Law enforcement had essentially created a "data dump" of browsing artifacts and provided that to prosecutors with no contextualization of the data, leading an untrained prosecutor to the conclusion that the defendant was involved in criminal activity.

The criminal defense team hired a forensic analyst who examined the computer and found some Internet activity that matched the law enforcement report, but did not see any other artifacts that would normally be found such as search terms, downloads, visited pages, typed URLs, and others to support the prosecutor’s theory.

This case highlights a challenge with forensic analysts performing what is often called “triage forensics”, which essentially means that a cursory exam is done on the digital device with the intent to locate enough evidence to support the allegation(s). Sometimes a full forensic analysis (sometimes referred to as “trial forensics”) isn’t completed until a defendant disputes the allegations and by then, the wheels of the justice system are already well in motion against a defendant and often times at immense reputational and financial expense.

Information provided
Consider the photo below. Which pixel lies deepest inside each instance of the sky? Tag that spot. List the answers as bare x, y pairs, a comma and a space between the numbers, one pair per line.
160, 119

Tasks and exercises
[A] Repeat the passage on forensic analysis word for word, starting at "Law enforcement had" and ending at "the prosecutor’s theory.".
[B] Name each kind of artifact that the passage on forensic analysis says would normally be found but that the defense's analyst did not see.
[C] Pick up the passage on forensic analysis after its final sentence and continue it.
The material above has no connection to the passage on forensic analysis.

The answers
[A]
Law enforcement had essentially created a "data dump" of browsing artifacts and provided that to prosecutors with no contextualization of the data, leading an untrained prosecutor to the conclusion that the defendant was involved in criminal activity.

The criminal defense team hired a forensic analyst who examined the computer and found some Internet activity that matched the law enforcement report, but did not see any other artifacts that would normally be found such as search terms, downloads, visited pages, typed URLs, and others to support the prosecutor’s theory.

[B] search terms, downloads, visited pages, typed URLs

[C]
There are undoubtedly issues with what has been described so far, but for this post I’m going to focus on the digital evidence. I should also say that while I’ve highlights some shortcomings of a law enforcement process, our intent is not to insinuate that this represents all law enforcement analysts because we know many who are exceptional. This case scenario is an actual situation that Natsar provided some assistance with.

There was no question that the forensic artifacts identified by law enforcement existed, but the problem was the lack of context or true analysis to explain why the artifacts existed. After some testing and further evaluation, the cause of these artifacts were determined to be from DNS prefetching and preloading.

To demonstrate how this technology works, we’ve created some videos and screenshots. Google Chrome was used as the browser for this example, however all browsers tested work the same for this particular artifact.

We began with a browser session that had no Internet history associated with it and validated that no artifacts existed. The below screenshot shows that no cookies were present in Chrome. The same was done to ensure there were no downloads, browser history, or other artifacts from any previous sessions.

Next Chrome was launched and navigated to the website www.msn.com. Using Google Chrome’s developer tools, all of the content was captured that is loaded in order to present the website to the user. This includes images, JavaScript, CSS, and other resources. This is all done without user interaction except for the navigation to the single URL of msn.com.

In the video below, you will see the resources being loaded as the page loads. This process is transparent to the user (unless using a tool like Developer Tools). Just to load www.msn.com there were over 400 requests for resources.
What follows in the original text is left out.